[[ Data records open ]]
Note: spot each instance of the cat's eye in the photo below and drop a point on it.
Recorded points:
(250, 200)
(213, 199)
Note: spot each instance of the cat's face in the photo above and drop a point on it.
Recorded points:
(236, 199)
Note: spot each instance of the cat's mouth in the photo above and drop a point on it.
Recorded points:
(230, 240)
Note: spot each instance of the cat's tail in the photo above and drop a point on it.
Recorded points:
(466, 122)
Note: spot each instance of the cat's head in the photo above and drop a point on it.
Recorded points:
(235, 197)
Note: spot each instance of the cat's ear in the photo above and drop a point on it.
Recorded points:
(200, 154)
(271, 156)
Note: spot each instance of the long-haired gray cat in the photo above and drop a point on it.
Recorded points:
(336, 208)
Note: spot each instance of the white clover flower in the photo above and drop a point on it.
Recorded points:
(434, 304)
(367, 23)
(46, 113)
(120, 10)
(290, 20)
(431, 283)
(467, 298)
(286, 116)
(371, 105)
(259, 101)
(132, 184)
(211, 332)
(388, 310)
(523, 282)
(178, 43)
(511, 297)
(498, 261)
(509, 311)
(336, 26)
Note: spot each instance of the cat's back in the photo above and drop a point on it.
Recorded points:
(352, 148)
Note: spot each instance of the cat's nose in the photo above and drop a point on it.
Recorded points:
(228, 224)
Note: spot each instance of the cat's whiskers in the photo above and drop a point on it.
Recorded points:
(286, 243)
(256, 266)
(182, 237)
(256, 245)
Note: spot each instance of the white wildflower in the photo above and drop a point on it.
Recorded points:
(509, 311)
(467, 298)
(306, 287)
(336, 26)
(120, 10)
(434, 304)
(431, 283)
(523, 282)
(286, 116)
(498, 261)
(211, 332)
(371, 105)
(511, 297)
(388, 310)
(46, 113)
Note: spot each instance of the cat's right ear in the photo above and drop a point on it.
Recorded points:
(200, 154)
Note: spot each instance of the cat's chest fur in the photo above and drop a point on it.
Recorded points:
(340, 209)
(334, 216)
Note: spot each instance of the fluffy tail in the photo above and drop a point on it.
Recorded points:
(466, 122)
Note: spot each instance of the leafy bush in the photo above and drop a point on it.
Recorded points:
[[ Data records closed ]]
**Task requirements:**
Find each line in the records holding the string "tail" and show it.

**Task result:**
Note: spot each instance of the cat's tail in the photo above and drop a point on it.
Note: spot each instance of the fluffy tail in the photo above and drop a point on it.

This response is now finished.